Predictions for 2031: Gaby Saunders: The double boon of AI and Covid for personalisation and communication
- Published on 17 December 2021
Future of Audiology: 2031
Ten years from 2021, the trials of the coronavirus pandemic will have left useful models for audiology in communication and patient care, foretells our twelfth soothsaying hearing specialist of the 15 AWN consulted.
Dr. Gabrielle Saunders is one of the many scientists whose research during the first year of Covid spotlighted an important contribution to optimising outcomes in hearing care, valuable work nurtured in Saunders' case within the bountiful audiological wellspring of the University of Manchester.
Gaby Saunders, Senior Research Fellow and Manager, NIHR Manchester BRC Hearing Device Research Centre, UK
How machine learning is being applied to real world behavioural observations allowing hearing aid outputs to be personalised for individual needs in real time.
How the immature remote and hybrid care pathways that were necessary for managing hearing care during the pandemic are now fully established. We now have infrastructure in place, and validated training and guidelines for audiologists. Furthermore, and perhaps most importantly, we have evidence-based methods for differentiating individuals with the clinical and personal profiles to manage and benefit from remote care from those who require or prefer in-person support.
How, as a result of an appreciation of a quieter world during the pandemic (ambient noise levels decreased by almost 3dB between mid-March and April 20201,2), we now have hearing-friendly spaces in which sound levels are controlled so that communication is easier, and the physical and psychological health consequences of environmental noise are reduced.3
1 Smith LM, Wang L, Mazur K, Carchia M, DePalma G, Azimi R, Mravca S, Neitzel R. (2020). Impacts of COVID-19-related social distancing measures on personal environmental sound exposures. Environ. Res. Lett. 15 104094
2 Corrigendum: Impacts of COVID-19-related social distancing measures on personal environmental sound exposures (2020 Environ. Res. Lett. 15 104094)
3 Eriksson C, Pershagen G, and Nilsson M, Biological mechanisms related to cardiovascular and metabolic effects by environmental noise. 2018, WHO Regional Office for Europe: Copenhagen, Denmark. Available here.

▶ [Data provided]
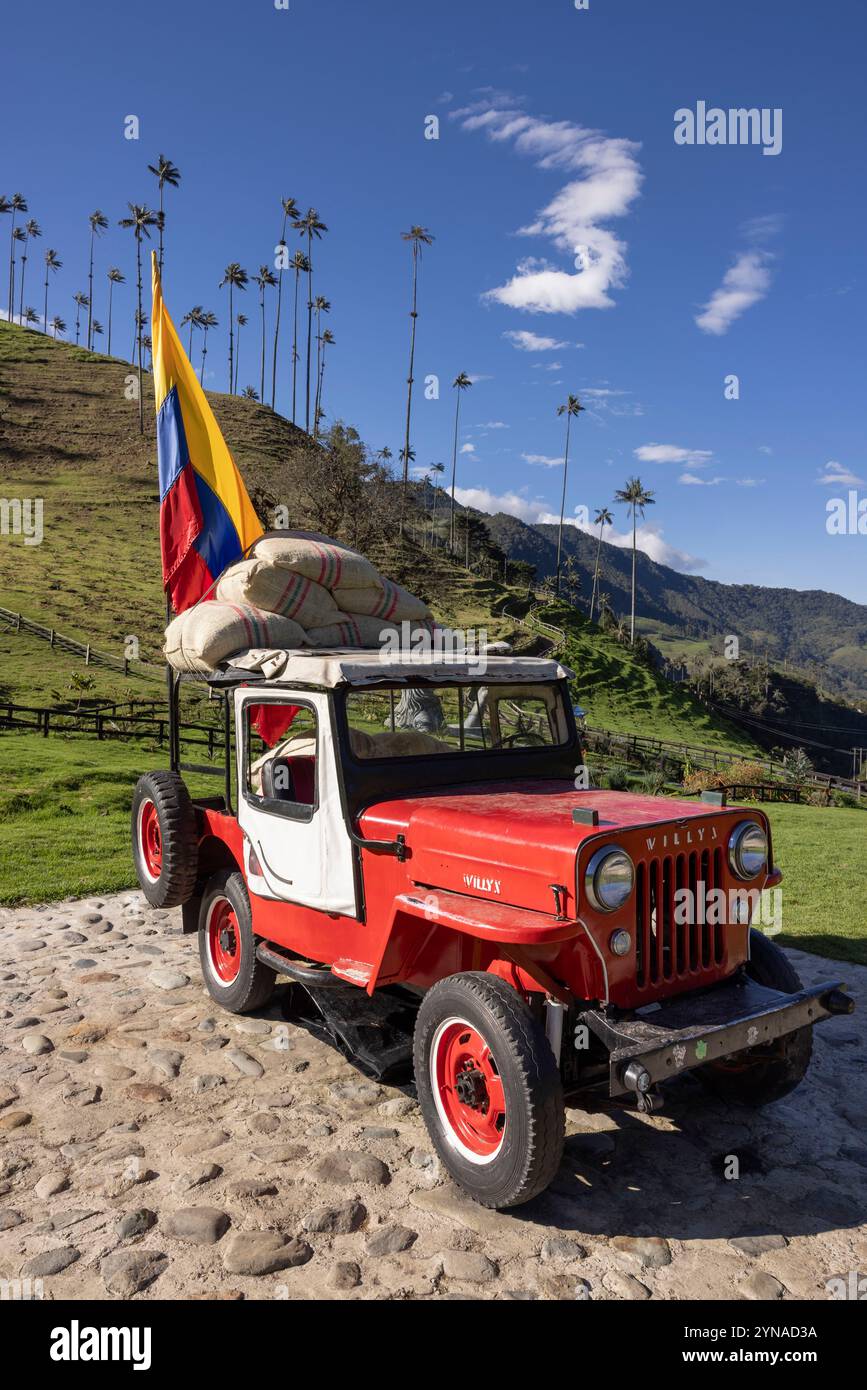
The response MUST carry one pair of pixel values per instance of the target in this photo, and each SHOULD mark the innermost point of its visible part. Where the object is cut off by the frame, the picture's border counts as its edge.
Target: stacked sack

▶ [Activity A] From the audiology predictions text, list every author named in the reference on biological mechanisms and environmental noise.
▶ [Activity B] Write out the audiology predictions text starting with "Predictions for 2031: Gaby" and going on through "University of Manchester.", switching "pandemic" to "outbreak" each time it appears.

▶ [Exercise output A]
Eriksson C
Pershagen G
Nilsson M

▶ [Exercise output B]
Predictions for 2031: Gaby Saunders: The double boon of AI and Covid for personalisation and communication
- Published on 17 December 2021
Future of Audiology: 2031
Ten years from 2021, the trials of the coronavirus outbreak will have left useful models for audiology in communication and patient care, foretells our twelfth soothsaying hearing specialist of the 15 AWN consulted.
Dr. Gabrielle Saunders is one of the many scientists whose research during the first year of Covid spotlighted an important contribution to optimising outcomes in hearing care, valuable work nurtured in Saunders' case within the bountiful audiological wellspring of the University of Manchester.